Work to complete
Please retype the data in full, exactly as given.

Entries shown
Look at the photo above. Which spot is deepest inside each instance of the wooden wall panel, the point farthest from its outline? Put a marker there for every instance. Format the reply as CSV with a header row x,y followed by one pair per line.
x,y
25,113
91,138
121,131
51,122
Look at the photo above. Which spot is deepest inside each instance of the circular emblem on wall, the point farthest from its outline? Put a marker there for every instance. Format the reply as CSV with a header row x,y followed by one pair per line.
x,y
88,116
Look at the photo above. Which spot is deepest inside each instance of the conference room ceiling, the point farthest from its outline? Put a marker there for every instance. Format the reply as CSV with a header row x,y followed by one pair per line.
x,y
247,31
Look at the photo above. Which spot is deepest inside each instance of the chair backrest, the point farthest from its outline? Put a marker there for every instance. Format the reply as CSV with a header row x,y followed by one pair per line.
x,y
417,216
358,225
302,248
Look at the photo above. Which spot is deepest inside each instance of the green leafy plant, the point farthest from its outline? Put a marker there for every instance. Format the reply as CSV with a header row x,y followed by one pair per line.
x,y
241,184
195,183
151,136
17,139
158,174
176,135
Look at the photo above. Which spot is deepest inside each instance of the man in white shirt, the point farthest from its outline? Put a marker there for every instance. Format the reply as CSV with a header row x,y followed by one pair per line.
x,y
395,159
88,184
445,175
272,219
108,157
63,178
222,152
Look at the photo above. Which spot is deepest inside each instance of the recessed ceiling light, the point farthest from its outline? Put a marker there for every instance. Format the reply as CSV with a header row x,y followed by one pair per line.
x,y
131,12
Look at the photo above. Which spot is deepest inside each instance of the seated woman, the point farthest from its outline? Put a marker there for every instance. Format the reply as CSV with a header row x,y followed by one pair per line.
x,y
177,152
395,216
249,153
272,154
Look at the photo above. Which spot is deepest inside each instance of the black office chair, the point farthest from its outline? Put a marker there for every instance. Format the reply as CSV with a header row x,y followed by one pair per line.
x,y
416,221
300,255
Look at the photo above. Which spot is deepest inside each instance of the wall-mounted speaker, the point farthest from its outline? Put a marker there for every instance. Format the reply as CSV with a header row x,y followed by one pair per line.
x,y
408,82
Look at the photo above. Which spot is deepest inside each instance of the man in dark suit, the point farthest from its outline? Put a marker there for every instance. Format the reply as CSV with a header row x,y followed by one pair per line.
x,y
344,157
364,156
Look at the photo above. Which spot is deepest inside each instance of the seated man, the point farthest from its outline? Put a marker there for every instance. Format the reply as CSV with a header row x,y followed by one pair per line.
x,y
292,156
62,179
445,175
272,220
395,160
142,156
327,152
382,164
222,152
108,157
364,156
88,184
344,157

Solution to this task
Look at the photo above. Which spot is deepest inside each instance of the wooden wall panel, the point farthest from its outline? Put a marker there for every instance. Format the reply as CSV with a header row x,y followed by one pair per line.
x,y
25,113
91,138
121,131
51,122
Look at the photo above. Which spot is deepest inside each instance of the circular emblem on wall, the point farthest from its outline? Put a marker there for every instance. Format the reply as CSV with a header row x,y followed by one pair per line.
x,y
88,116
Look at the photo above. Which spot is deepest inside each instance of the conference room ceiling, the point farthest from its outline? Put a marker there for every instance. Format the reply as CSV with a header row x,y followed by one pair per line.
x,y
247,31
Look at the photo above. Which spot is deepest inside each instance of the chair backrest, the point farthest from its outline? Put a marker there for every instance. Format the reply as CSV with a header row x,y followed by one pair per line.
x,y
417,216
358,225
302,248
Look at the photo above. Which spot is deepest inside each instance of the green leafy plant, the point farthest from its outline? Put a marker there for every instance. Format the reply as CSV with a header row x,y followed by one pair per line.
x,y
241,184
195,183
151,136
17,139
158,174
176,135
Look at the photo above. Which spot is deepest inside each instance of the man in white shirt, the point farthest from its outline? Put a marker there for every instance. Format the reply as CSV with a header row x,y followed by one pair per line.
x,y
395,159
88,184
445,175
272,219
108,157
63,178
222,152
Look at the photo above. Which spot is deepest inside each instance of the recessed ceiling light, the point farthest from its outline? Put a marker there for every instance. Format the reply as CSV with a header row x,y followed by one pair per line.
x,y
131,12
Look at the photo above. Which spot is deepest inside each instance of the seated woman, the point farthest from its outline? Put a marker there for every instance. Format the reply as CSV with a header row x,y followed by one pair per line.
x,y
177,152
395,216
249,153
272,154
Look at the photo above. Which spot is deepest inside each instance of the black office chair, the point farthest from its outline? Put a marker there for every instance. Format the reply as CSV with a header row x,y followed by one pair per line.
x,y
416,221
300,255
Look at the photo above. Which spot is deepest inside each instance of the wall-mounted speaker, the point farthest from its outline? Put a marker there for every instance. Format the reply as CSV with a header row x,y followed by one pair per line.
x,y
408,82
Look at the photo above. Which spot is deepest inside each instance of the man in dark suit, the point farthest from its outline? Put a marker there for every instance. Format the reply as CSV with a header row x,y followed by one pair per line.
x,y
344,157
364,156
Look at the photo above. Which spot is deepest inside each instance of the seated man, the point farthest from its outline? Put a marker there for every instance. Format the reply as CSV with a header row x,y followed by one pair per line.
x,y
292,156
62,179
445,175
272,220
395,160
142,156
327,152
382,164
222,152
108,157
364,156
88,184
344,157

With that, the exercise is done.